- Aim of the exercise:
Read the records below and report each line in which "User" occurs.

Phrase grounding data
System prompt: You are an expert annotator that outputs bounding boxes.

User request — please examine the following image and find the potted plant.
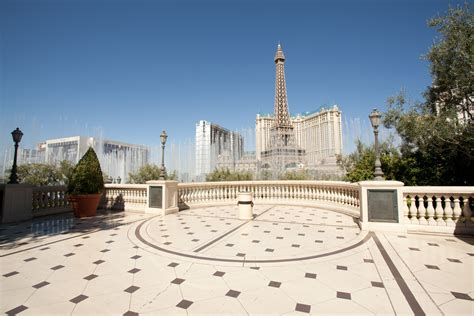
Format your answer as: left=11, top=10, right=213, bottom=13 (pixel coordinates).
left=67, top=147, right=104, bottom=217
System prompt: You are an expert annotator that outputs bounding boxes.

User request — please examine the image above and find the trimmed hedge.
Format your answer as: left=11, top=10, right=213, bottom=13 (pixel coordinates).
left=67, top=147, right=104, bottom=195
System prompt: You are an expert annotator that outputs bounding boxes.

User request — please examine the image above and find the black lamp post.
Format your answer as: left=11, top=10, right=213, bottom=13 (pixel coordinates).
left=159, top=130, right=168, bottom=180
left=369, top=109, right=384, bottom=180
left=8, top=128, right=23, bottom=184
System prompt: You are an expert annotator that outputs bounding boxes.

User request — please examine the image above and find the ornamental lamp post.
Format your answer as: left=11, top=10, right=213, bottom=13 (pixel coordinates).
left=8, top=127, right=23, bottom=184
left=369, top=109, right=384, bottom=180
left=159, top=130, right=168, bottom=180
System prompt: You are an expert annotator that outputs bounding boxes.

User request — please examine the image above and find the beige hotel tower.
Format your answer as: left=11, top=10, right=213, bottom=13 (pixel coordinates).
left=256, top=44, right=343, bottom=169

- Written response:
User request — please examine the following image and find the potted plant.
User request — please examine the image above and find the trimmed hedge.
User request — please examine the image above and find the black lamp post.
User request — please examine the image above and find the ornamental lamp post.
User request — please examine the image above and find the beige hotel tower.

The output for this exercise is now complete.